# Start of Source material

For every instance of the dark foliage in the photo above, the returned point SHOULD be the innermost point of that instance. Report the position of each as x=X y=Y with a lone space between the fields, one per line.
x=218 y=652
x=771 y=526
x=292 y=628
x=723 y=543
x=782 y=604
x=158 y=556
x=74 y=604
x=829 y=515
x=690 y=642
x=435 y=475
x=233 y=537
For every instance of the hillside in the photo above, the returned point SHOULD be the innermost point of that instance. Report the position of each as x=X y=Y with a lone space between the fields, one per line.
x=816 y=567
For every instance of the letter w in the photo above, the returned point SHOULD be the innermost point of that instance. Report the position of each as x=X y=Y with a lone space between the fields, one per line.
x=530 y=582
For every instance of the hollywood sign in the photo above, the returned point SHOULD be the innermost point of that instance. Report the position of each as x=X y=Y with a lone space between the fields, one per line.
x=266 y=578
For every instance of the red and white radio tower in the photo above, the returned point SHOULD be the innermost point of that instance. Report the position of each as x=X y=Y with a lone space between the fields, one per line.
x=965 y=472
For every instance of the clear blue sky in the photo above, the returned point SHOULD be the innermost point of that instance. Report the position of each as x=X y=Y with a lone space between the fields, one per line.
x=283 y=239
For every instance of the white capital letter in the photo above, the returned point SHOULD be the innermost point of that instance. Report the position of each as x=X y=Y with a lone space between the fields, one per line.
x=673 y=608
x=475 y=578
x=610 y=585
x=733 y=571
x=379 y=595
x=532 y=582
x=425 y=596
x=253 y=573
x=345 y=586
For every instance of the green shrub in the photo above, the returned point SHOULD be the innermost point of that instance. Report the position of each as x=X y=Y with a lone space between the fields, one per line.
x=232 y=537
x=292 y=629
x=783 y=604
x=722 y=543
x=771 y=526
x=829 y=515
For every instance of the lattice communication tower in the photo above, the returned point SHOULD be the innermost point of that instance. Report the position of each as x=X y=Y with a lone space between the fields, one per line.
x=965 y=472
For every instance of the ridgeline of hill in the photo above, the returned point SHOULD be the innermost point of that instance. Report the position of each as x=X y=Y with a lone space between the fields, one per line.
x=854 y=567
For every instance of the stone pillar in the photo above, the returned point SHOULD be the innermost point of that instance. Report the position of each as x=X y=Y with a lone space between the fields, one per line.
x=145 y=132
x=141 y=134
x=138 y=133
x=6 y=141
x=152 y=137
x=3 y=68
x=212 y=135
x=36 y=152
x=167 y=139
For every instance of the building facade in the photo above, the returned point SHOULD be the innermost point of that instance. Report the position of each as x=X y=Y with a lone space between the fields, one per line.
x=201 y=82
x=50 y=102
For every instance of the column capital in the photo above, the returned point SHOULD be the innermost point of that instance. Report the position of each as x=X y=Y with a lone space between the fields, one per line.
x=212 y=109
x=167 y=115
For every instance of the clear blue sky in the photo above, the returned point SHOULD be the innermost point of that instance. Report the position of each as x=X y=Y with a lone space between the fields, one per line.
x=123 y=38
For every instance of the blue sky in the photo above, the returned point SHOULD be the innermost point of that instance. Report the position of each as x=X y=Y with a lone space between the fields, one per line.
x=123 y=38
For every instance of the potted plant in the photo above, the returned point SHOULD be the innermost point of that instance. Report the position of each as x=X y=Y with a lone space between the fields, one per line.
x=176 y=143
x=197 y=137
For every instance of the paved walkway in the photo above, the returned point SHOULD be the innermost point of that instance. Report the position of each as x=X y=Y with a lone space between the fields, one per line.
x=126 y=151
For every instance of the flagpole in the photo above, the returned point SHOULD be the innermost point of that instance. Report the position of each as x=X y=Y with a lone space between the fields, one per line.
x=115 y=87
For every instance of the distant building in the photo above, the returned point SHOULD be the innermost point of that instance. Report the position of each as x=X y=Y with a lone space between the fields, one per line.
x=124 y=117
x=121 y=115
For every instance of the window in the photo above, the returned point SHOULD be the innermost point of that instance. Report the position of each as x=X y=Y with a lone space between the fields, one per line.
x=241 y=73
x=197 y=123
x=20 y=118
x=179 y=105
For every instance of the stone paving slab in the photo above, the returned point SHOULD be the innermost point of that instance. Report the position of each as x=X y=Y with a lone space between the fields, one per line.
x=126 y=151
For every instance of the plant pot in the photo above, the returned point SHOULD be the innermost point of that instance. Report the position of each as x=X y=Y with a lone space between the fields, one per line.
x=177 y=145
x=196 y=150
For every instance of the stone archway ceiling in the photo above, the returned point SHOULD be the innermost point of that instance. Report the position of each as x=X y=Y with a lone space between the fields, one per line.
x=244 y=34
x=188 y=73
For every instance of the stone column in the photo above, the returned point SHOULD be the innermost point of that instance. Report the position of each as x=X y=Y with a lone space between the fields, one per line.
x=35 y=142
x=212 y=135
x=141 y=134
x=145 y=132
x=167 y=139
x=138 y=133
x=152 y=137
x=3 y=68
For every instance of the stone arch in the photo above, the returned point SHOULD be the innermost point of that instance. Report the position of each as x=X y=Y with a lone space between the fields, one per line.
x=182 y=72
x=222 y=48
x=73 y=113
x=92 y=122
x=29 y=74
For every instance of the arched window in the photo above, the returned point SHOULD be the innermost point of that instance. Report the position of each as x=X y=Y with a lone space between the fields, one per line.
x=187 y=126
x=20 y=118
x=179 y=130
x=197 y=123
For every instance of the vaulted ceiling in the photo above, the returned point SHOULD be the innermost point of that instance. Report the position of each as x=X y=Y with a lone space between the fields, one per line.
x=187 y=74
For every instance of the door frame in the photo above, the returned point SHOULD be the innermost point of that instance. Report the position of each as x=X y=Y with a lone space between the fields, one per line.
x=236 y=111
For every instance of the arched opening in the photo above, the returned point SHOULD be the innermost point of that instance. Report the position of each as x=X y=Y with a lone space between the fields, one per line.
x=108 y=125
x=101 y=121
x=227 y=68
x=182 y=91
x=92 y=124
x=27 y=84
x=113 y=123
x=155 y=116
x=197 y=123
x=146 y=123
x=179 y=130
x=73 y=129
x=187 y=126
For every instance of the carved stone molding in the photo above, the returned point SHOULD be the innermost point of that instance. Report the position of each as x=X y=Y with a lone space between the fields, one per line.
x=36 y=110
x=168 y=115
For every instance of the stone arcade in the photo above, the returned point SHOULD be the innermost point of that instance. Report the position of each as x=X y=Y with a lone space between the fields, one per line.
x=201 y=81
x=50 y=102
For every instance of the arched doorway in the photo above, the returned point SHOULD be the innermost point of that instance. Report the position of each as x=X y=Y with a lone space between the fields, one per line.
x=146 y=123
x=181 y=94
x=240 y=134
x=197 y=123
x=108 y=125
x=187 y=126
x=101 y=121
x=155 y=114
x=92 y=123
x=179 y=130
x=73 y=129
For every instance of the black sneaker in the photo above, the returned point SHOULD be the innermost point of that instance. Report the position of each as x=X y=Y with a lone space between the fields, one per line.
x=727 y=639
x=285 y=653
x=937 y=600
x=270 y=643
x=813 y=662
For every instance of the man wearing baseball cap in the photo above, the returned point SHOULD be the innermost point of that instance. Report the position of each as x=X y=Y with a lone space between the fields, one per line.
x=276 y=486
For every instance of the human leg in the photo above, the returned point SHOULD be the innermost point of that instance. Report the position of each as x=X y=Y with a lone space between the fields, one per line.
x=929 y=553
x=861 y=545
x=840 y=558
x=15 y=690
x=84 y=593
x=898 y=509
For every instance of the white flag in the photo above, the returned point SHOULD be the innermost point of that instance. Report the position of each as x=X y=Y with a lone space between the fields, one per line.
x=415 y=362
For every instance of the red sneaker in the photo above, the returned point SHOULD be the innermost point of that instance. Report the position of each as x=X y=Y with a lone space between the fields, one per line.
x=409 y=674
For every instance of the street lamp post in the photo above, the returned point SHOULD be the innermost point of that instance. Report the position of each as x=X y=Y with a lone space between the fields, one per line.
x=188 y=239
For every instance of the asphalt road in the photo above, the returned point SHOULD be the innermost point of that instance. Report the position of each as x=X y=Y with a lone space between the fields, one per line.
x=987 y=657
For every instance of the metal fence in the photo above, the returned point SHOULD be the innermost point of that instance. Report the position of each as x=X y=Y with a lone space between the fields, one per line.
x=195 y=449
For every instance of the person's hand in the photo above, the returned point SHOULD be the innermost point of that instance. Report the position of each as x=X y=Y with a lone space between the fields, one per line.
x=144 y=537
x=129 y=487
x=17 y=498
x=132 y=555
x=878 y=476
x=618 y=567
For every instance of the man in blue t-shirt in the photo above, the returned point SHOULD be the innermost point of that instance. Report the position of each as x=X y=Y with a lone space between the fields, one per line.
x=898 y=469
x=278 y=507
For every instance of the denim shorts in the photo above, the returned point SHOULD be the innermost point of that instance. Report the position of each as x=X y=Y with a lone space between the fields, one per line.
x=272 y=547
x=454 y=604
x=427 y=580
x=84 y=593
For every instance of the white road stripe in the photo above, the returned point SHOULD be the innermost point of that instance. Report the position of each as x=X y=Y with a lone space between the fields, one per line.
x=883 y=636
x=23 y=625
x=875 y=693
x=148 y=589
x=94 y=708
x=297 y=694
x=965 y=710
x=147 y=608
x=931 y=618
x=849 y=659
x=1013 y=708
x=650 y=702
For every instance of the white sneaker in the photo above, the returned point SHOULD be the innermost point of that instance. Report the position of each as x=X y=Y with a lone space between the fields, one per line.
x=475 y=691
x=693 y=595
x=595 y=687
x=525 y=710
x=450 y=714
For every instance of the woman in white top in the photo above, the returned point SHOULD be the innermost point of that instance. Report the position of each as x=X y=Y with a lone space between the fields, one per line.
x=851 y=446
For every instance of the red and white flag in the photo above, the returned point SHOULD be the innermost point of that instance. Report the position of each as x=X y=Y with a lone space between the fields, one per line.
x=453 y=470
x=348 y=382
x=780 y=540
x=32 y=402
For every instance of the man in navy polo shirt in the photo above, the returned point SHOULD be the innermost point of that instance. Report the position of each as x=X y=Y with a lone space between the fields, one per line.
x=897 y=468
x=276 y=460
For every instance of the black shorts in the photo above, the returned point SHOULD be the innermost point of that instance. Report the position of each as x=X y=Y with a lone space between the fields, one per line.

# End of Source material

• [Given exercise]: Reproduce, word for word, every line starting at the line that contains "For every instance of the white sneaker" and ending with the final line of the entries.

• [Written reply]:
For every instance of the white sneaker in the photo above, the returned point SHOULD be the innermost point of that instance. Report the position of each as x=X y=Y with a lone space between the fields, one per line.
x=475 y=691
x=693 y=595
x=595 y=687
x=525 y=710
x=450 y=714
For every instance of the woman in white top in the photo above, the returned point SHOULD be the innermost point of that instance. Report the position of each as x=X y=Y with a lone space between the fields, one per line.
x=851 y=446
For every instance of the red and white flag in the photo above, the returned point SHOULD be the innermost point of that instance. Report the position of each as x=X y=Y with a lone space between the fields, one per line.
x=453 y=470
x=348 y=382
x=780 y=540
x=32 y=402
For every instance of the man in navy polo shirt in the photo above, the returned point SHOULD be the innermost point of that instance. Report the position of each as x=X y=Y with a lone space between the fields, one per line.
x=897 y=468
x=276 y=460
For every instance of the black shorts in the photo above, the returned point SHOULD be the innermost point of that instance. Report the position of each as x=X y=Y with a lone space between the fields, one per line.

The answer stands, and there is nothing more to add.